Requirement
Continue the forum thread about camping near Calais and the Tunnel crossing from the point where it stops.

Whilst it had no electricity, it had the usual water facilities. The site is very large (adjacent a stadium) and you are bound to find a space no matter how late you arrive.


----------



## GEMMY (Jun 19, 2006)

Well,has it happened,or all just hot air?


tony


----------



## grumpyman (Sep 24, 2006)

I was in Calais on Friday evening waiting for my Tunnel crossing at 8.50am the following morning (27/5/09). My Son who is in the know rang and told me to try and leave that night as on Friday day there had been numerous arrests. At 11.30pm I made my way to the Terminal and passed around 200 activists camping in a field. Just my luck I also ended up in the middle of a Police convoy which came onto the Motorway as I made my way this numbered around 20 Vans. The Asylum holding area for the past 2 days has had Officers even posted on the roof. 
Got to the Terminal and even though my crossing was not for another 10 hours they put us on the next train no charge.

Supplied information
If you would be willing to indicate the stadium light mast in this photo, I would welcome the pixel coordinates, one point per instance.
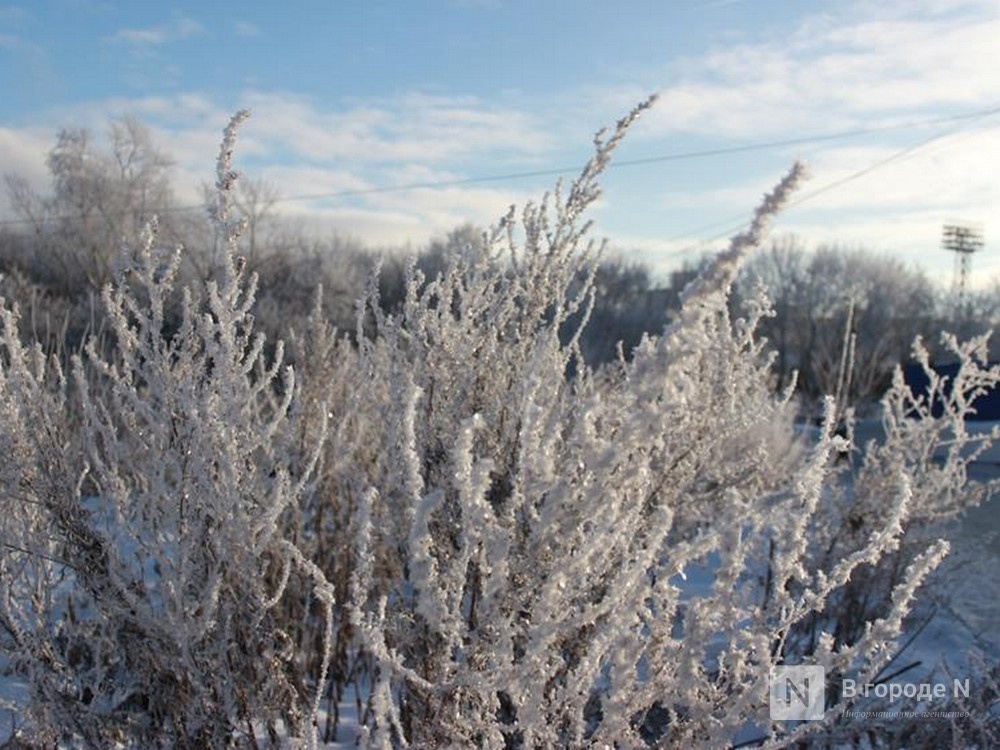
(963, 240)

Response to this task
----------



## DTPCHEMICALS (Jul 24, 2006)

No problems today but heavy police presence on entry.


By the way  fuel station at jnctn 3 is closed, east enders is half empty as are other wine sellers.

dave p


----------



## pippin (Nov 15, 2007)

Sunday evening (28th) we headed for Cité €urope to park up in the motorhome area ready to do some early-morning shopping before catching the ferry this morning (Mon).

There were armed police everywhere, and I mean everywhere, in Cité Europe, which was otherwise totally deserted.

We headed for Calais Aire instead, where we felt very safe. Lots of vans there. Loads of good-natured French people out and about enjoying the pleasant evening sunshine. Equally, a significant police/gendarme presence too.

The only problem we had was a broken night's sleep due to events going on around us. "What events?" I hear you ask. 
Thick fog meant that numerous fog-horns were blasting out all night!

We arrived at Cité Europe at 09:00 this morning. Not so many police but all the parkings had security guards on duty.

Did not notice so much of an enhanced police presence around the ferry port this morning but the UK authorities there did search the van (for illegals) before we boarded.


----------



## Autoquest (May 16, 2007)

We came through the tunnel last night - No problems anywhere including the stop at Cite Europe. 8)


----------



## pippin (Nov 15, 2007)

AutoQ - did you actually overnight in the Cité Europe camping car parking?


----------



## Autoquest (May 16, 2007)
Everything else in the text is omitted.